Stored data entries
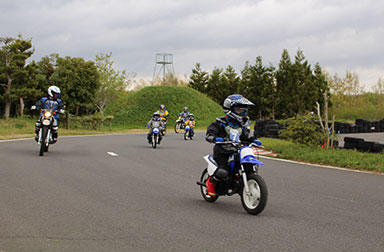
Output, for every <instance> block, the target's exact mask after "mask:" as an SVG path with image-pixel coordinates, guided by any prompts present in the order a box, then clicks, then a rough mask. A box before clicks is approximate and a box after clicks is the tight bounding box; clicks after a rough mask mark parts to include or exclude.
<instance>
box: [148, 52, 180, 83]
mask: <svg viewBox="0 0 384 252" xmlns="http://www.w3.org/2000/svg"><path fill="white" fill-rule="evenodd" d="M161 73H162V74H163V81H165V77H166V76H167V75H169V74H173V75H175V70H174V69H173V55H172V54H171V53H156V64H155V69H154V71H153V77H152V80H153V81H154V80H155V79H156V78H158V77H159V76H160V74H161Z"/></svg>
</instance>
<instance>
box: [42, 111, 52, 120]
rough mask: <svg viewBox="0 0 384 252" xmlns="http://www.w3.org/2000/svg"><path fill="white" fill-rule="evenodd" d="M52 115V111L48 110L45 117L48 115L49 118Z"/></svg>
mask: <svg viewBox="0 0 384 252" xmlns="http://www.w3.org/2000/svg"><path fill="white" fill-rule="evenodd" d="M51 116H52V113H51V112H49V111H47V112H45V113H44V117H46V118H49V117H51Z"/></svg>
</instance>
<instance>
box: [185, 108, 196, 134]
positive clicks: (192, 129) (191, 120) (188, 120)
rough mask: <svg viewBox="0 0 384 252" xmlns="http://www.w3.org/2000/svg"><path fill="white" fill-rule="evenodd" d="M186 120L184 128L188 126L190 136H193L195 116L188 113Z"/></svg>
mask: <svg viewBox="0 0 384 252" xmlns="http://www.w3.org/2000/svg"><path fill="white" fill-rule="evenodd" d="M186 120H187V121H185V126H188V125H189V127H190V129H191V132H192V136H193V135H194V132H193V129H194V128H195V127H196V121H195V116H194V115H193V114H192V113H190V114H189V116H188V117H187V119H186Z"/></svg>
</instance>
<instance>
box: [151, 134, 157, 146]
mask: <svg viewBox="0 0 384 252" xmlns="http://www.w3.org/2000/svg"><path fill="white" fill-rule="evenodd" d="M152 137H153V139H152V148H154V149H155V148H156V145H157V137H158V136H157V134H153V136H152Z"/></svg>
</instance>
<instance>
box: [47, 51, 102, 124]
mask: <svg viewBox="0 0 384 252" xmlns="http://www.w3.org/2000/svg"><path fill="white" fill-rule="evenodd" d="M56 64H57V68H56V69H55V72H54V73H53V74H52V76H51V78H50V84H54V85H56V86H58V87H59V88H60V89H61V94H62V99H63V101H64V103H65V104H66V108H67V111H68V112H72V113H73V112H74V113H75V114H76V115H78V114H79V108H80V106H92V105H93V104H94V100H95V97H96V93H97V91H98V90H99V87H100V81H99V74H98V72H97V67H96V66H95V63H94V62H92V61H85V60H84V59H82V58H71V57H68V56H67V57H65V58H61V57H59V58H57V61H56ZM67 122H68V119H67ZM67 127H68V124H67Z"/></svg>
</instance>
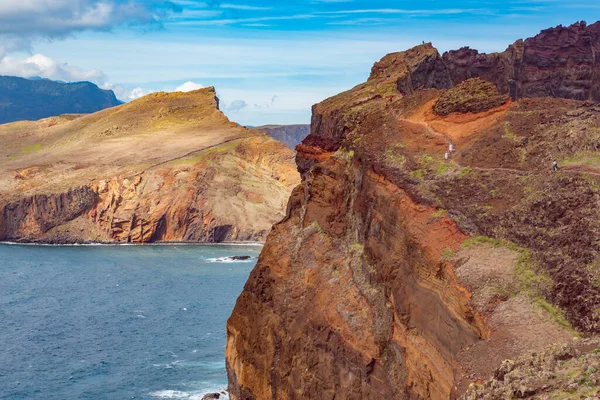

§ EXERCISE DESCRIPTION: Each line from the start of the entries to the line holding "positive clicks: (192, 129)" is to be given again exactly, both ends included, and each picture is to be left out.

§ OUTPUT BELOW:
Output, for every <instance> block, the target's exact mask after "mask:" as an SVG path with image-pixel coordinates, guided by any prompts present in the order a box, then clicks, then a rough mask. A box before clicks is approximate and a box after clicks is the tight bounding box; clicks after a rough mask mark parts to include or exclude.
<instance>
box: [148, 52, 180, 83]
mask: <svg viewBox="0 0 384 252" xmlns="http://www.w3.org/2000/svg"><path fill="white" fill-rule="evenodd" d="M161 73H162V74H163V81H165V77H166V76H167V75H169V74H173V75H175V70H174V69H173V55H172V54H171V53H156V64H155V69H154V71H153V77H152V80H153V81H154V80H155V79H156V78H158V77H159V76H160V74H161Z"/></svg>
</instance>
<instance>
box: [42, 111, 52, 120]
rough mask: <svg viewBox="0 0 384 252" xmlns="http://www.w3.org/2000/svg"><path fill="white" fill-rule="evenodd" d="M52 115V111L48 110L45 117L48 115L49 118Z"/></svg>
mask: <svg viewBox="0 0 384 252" xmlns="http://www.w3.org/2000/svg"><path fill="white" fill-rule="evenodd" d="M51 116H52V113H51V112H49V111H47V112H45V113H44V117H46V118H49V117H51Z"/></svg>
</instance>
<instance>
box: [185, 108, 196, 134]
positive clicks: (192, 129) (191, 120) (188, 120)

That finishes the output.